_Selected extract_
^^^^^^^^^^^^^^^^

Sentiment analysis and EDA on twitter (tweets) dataset
In this code I'll be using Twitter dataset (uploaded in the reposistory) for sentiment analysis. Few modules like, wordcloud, count vectorizaton whose working will be briefly explained later in the text. Sentiment analysis, in general, is used to analyze and classify a certain text (or tweet in our case) as either offensive or non-offensive. This saves corporations a lot of time and effort that it would otherwise have taken to read and classify each comment/tweet. Let's dive into the steps of the code.
1 . Firstly, even before the cleaning process, one should get familiar with the kind of data they'll be dealing with (also called as exploratory data analysis). This just helps in providing more context and background information to the data scientist. So After reading the csv file, I've run a few functions on the data just to familiarize with it. We get to know the size of the data, the data types of each column/feature, number of null entries, the distribution of different classes, average number of words in a tweet etc. It depends from question to question. We then realize that we wont be needing the id column in further analysis so we drop it.
-
Another part of EDA in text/sentiment analysis could be to use the WordCloud, to get a big picture idea of the overall class distribution based on text. For it's implementation, we first join all to tweets to a single huge sentence. This sentence does not have to mean anything to us, but it does to WordCloud. It will take this gigantic sentence as its input and produce an output image (WordCLoud) that'll show the distribution of certain 'words' that have been used most frequently. The number of usages of a word or it's importance is directly proportional to it's size as seen on the WordCloud. From the wordcloud we infer that most of the words used in most of th tweets are generally "positive", which was expected as our dataset is imbalanced towards "positive" tweets.
-
Next we move onto data cleaning. In sentiment analysis Data cleaning generally refers to removing the unnecessary punctuations as they hinder the proper working of the algorithm and also removing "Stopwords", which is a collection of words that are "neutral" and very common/ everyday use words, just so we can trim out the unnecessary characters the make our dataset too long to compute.
-
After cleaning, We move onto a process called CountVectorization. Count Vectorization involves counting the number of occurrences each words that appears in a document/text (i.e distinct text such as an tweet,article, book, even a paragraph). Python’s Sci-kit learn library has a tool called CountVectorizer to accomplish this. This process helps in converting the text data as we understand it, to numerical data, that is easier for the computer to understand. For eg. we see that in the all the tweets combined we have 47385 distinct words.

^^^^^^^^^^^^^^^^

_Tasks_
1. From the sentiment analysis write-up, reproduce the passage that begins at the words "Sentiment analysis and" and stops after the words "of the code.".
2. For each statement, answer yes or no according to the sentiment analysis write-up, and quote the words from it that decide the answer: (a) The dataset leans toward positive tweets. (b) Stopwords are described as rare, specialized words. (c) CountVectorizer is a tool in Python's Sci-kit learn library.
The lines after this text are separate material with no connection to it.

(Entries from a point annotation data set)

^^^^^^^^^^^^^^^^

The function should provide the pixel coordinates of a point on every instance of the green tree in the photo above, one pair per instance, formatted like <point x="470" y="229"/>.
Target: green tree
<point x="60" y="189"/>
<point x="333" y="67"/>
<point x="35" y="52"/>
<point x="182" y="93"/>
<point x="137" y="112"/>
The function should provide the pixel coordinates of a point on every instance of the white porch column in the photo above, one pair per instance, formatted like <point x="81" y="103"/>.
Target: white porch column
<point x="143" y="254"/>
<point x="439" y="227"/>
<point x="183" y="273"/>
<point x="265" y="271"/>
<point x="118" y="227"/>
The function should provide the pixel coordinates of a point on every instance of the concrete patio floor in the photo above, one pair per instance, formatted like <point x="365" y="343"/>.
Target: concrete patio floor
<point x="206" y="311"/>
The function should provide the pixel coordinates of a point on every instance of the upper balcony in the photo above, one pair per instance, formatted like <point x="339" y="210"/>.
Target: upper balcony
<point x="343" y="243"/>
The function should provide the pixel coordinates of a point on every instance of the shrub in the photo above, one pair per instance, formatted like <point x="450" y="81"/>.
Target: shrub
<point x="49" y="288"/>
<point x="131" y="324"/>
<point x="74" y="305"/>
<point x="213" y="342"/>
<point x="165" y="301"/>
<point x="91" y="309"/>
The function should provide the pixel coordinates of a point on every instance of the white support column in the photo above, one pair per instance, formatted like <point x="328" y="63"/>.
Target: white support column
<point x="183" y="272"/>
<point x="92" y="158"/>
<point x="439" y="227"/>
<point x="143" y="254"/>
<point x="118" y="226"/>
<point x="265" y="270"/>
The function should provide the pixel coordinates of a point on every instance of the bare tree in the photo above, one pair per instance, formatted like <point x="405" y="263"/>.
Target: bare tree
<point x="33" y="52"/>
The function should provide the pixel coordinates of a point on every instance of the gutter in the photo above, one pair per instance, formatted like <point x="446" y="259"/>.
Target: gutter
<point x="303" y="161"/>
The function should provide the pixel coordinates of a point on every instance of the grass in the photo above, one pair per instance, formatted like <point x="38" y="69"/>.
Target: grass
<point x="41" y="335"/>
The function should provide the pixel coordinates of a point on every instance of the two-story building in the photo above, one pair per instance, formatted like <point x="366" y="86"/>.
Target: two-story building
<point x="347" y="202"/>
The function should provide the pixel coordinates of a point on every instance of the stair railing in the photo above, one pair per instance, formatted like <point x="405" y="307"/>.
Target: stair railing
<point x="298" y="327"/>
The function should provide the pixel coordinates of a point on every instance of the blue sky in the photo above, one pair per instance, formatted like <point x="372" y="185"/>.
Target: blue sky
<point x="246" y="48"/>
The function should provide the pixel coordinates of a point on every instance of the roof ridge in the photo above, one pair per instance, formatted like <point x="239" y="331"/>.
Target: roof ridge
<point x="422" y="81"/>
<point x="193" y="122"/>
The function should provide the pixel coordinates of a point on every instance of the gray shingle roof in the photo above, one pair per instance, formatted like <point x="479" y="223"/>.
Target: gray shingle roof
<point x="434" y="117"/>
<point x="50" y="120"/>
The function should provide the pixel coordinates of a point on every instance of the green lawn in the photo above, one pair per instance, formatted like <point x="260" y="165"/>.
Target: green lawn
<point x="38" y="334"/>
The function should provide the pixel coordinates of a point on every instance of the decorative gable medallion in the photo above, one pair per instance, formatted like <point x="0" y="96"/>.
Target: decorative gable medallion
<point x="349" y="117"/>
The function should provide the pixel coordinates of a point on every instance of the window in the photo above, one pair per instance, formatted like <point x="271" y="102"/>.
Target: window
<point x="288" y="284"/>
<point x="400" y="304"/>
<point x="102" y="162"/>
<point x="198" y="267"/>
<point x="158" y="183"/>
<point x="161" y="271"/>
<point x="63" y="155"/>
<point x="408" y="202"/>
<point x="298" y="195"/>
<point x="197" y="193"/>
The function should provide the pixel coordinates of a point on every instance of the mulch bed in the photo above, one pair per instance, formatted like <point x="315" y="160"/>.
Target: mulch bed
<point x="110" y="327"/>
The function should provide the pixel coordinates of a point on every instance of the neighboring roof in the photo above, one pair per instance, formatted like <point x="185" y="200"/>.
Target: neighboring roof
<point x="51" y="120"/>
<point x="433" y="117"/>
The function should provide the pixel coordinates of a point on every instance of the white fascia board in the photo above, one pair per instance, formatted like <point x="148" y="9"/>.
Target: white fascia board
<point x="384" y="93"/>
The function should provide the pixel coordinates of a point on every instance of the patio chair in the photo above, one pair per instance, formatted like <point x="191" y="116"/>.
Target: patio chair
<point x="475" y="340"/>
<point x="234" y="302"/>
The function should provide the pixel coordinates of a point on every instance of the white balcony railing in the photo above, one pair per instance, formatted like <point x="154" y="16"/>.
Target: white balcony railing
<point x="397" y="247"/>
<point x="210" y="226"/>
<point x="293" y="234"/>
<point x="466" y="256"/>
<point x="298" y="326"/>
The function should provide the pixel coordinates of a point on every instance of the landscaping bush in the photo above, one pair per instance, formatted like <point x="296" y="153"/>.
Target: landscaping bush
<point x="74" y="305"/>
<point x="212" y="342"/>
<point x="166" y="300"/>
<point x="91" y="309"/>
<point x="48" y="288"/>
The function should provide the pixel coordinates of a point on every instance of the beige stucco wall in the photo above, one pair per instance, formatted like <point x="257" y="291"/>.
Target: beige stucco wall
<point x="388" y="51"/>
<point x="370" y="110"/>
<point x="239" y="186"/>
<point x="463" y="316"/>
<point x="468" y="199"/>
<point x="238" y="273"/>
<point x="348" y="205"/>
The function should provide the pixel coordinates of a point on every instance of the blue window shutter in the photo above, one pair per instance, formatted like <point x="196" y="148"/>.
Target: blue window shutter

^^^^^^^^^^^^^^^^

_Solutions to each task_
1.
Sentiment analysis and EDA on twitter (tweets) dataset
In this code I'll be using Twitter dataset (uploaded in the reposistory) for sentiment analysis. Few modules like, wordcloud, count vectorizaton whose working will be briefly explained later in the text. Sentiment analysis, in general, is used to analyze and classify a certain text (or tweet in our case) as either offensive or non-offensive. This saves corporations a lot of time and effort that it would otherwise have taken to read and classify each comment/tweet. Let's dive into the steps of the code.

2.
(a) Yes: "our dataset is imbalanced towards "positive" tweets"
(b) No: "a collection of words that are "neutral" and very common/ everyday use words"
(c) Yes: "Python’s Sci-kit learn library has a tool called CountVectorizer to accomplish this."